**Problems and tasks:**
[1] Retype the portion of the time-tracking post that begins with the words containing "So I needed" and ends with "in the audit.".
[2] In the time-tracking post, what is the name of the mobile app used since January 2019 to log how time is spent?

**Selected excerpt:**
# # #

Wednesday, February 24, 2021

Pay Attention to How You Spend Your Time

Shortly into the pandemic and stay-at-home orders, the amount of screen time I was spending concerned me. (My teenage son’s screen time concerned me, too, but that’s another story.) Between my expanded workday without commute time on the laptop, active use of my mobile phone for messaging and social media throughout the day, watching TV and movies with family—and alone, while folding laundry—purely leisure use just to fill and kill time at the end of the day (ahem, TikTok and doom scrolling), and a brand new iPad, my screen time had radically increased… and I wasn’t really even sure to what extent.

So I needed to assess that and audit it—oh, researchers...—so I could be fully aware of how much time I was wasting, if I was, and how much of it I could chalk up to reasonable use in a time of relative stress and concern. Luckily, I had a good start already—and some longitudinal data I could include in the audit.

Since January 2019, I’ve used a mobile app called SaveMyTime to keep track of how I spend my time. I log every action, including going to the restroom (AKA “ablutions”) and feeding the cat (AKA “Spooner”). Here’s how the last two years have broken down, excluding items accounting for less than 3% of my time:


  • Sleep: 31%

  • Work: 16%

  • Scouts: 11%

  • Reading: 6%

  • Transportation: 5%

  • Social Media: 3%

  • Family Time: 3%

  • Eating: 3%


  • Sleep: 36%

  • Work: 18%

  • Reading: 8%

  • Family Time: 4%

  • Movies: 3%

  • Eating: 3%

  • Social Media: 2% (included for comparison year over year)

On its face, I’m doing OK, at least in terms of social media usage. In the pandemic year, I’m sleeping more, working more—and commuting less. I’m reading more, spending more time with family, and… if you believe the data, which is prone to self-reporting error and bias… I’m using social media less.

# # #

**Recorded data:**
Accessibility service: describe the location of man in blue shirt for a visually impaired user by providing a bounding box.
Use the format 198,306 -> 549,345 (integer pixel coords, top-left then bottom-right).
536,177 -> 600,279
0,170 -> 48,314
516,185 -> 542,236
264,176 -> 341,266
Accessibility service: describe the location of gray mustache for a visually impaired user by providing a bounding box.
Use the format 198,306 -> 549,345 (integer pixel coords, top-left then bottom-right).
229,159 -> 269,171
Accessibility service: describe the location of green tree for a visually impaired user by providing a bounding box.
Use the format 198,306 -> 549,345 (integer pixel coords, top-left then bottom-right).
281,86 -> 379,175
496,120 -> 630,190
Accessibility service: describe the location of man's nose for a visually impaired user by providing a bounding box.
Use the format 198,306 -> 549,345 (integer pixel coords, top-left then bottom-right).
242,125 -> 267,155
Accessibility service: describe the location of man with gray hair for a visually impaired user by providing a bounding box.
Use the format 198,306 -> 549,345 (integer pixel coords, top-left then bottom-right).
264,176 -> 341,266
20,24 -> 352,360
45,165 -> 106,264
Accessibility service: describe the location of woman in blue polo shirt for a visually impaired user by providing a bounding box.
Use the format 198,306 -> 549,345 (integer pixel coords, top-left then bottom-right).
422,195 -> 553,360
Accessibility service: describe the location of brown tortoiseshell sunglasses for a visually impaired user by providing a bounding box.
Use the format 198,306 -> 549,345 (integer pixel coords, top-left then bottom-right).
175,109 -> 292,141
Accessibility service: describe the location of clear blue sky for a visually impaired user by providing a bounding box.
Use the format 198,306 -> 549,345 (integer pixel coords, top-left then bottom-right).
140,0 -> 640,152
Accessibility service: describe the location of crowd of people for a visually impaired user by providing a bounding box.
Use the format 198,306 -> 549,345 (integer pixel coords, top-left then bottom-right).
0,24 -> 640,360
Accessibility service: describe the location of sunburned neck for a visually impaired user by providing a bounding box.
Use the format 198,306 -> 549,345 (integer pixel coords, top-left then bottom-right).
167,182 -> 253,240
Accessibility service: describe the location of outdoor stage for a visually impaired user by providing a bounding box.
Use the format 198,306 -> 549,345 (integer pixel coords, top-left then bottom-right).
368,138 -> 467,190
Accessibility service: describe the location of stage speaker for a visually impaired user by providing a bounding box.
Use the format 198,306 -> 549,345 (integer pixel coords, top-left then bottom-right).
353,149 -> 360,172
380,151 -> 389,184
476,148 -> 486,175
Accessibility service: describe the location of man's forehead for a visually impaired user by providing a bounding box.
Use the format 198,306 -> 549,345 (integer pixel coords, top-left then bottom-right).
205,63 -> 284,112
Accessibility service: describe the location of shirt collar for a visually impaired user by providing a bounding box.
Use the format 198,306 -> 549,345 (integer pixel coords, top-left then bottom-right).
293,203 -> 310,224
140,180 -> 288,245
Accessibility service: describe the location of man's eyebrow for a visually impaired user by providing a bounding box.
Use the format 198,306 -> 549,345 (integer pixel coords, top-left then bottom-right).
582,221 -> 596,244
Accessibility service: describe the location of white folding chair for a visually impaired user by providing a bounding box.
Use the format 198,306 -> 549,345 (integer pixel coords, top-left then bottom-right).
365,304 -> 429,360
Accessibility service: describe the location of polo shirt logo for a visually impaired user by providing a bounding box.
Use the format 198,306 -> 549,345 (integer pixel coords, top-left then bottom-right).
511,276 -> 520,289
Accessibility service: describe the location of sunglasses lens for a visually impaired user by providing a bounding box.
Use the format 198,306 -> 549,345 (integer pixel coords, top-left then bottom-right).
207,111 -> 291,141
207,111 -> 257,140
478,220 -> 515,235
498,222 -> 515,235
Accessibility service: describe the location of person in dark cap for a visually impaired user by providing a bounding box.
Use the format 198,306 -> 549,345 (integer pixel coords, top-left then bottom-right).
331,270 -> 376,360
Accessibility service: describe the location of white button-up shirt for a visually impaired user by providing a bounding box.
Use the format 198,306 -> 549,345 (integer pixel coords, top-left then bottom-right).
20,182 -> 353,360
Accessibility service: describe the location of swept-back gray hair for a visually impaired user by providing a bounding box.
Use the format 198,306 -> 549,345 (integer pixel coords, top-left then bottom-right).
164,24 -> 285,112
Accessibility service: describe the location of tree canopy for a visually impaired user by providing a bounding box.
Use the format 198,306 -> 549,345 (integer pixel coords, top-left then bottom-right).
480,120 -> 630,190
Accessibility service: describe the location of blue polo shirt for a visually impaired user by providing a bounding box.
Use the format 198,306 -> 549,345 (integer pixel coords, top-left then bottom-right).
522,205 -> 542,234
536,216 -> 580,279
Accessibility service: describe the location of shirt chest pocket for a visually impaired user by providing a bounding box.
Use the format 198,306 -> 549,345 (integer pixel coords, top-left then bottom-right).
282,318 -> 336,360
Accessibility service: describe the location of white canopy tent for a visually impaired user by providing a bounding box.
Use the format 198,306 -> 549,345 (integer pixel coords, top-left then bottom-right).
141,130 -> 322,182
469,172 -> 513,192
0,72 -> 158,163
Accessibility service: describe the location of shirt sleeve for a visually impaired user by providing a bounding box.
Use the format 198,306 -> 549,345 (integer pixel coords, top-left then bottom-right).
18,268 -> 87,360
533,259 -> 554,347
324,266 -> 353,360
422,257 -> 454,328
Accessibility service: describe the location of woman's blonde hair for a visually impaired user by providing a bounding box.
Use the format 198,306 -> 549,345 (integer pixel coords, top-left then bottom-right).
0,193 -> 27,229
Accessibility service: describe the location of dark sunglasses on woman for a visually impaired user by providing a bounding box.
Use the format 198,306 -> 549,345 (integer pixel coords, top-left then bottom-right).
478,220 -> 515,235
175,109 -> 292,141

# # #

**Per-task outputs:**
[1]
So I needed to assess that and audit it—oh, researchers...—so I could be fully aware of how much time I was wasting, if I was, and how much of it I could chalk up to reasonable use in a time of relative stress and concern. Luckily, I had a good start already—and some longitudinal data I could include in the audit.

[2] SaveMyTime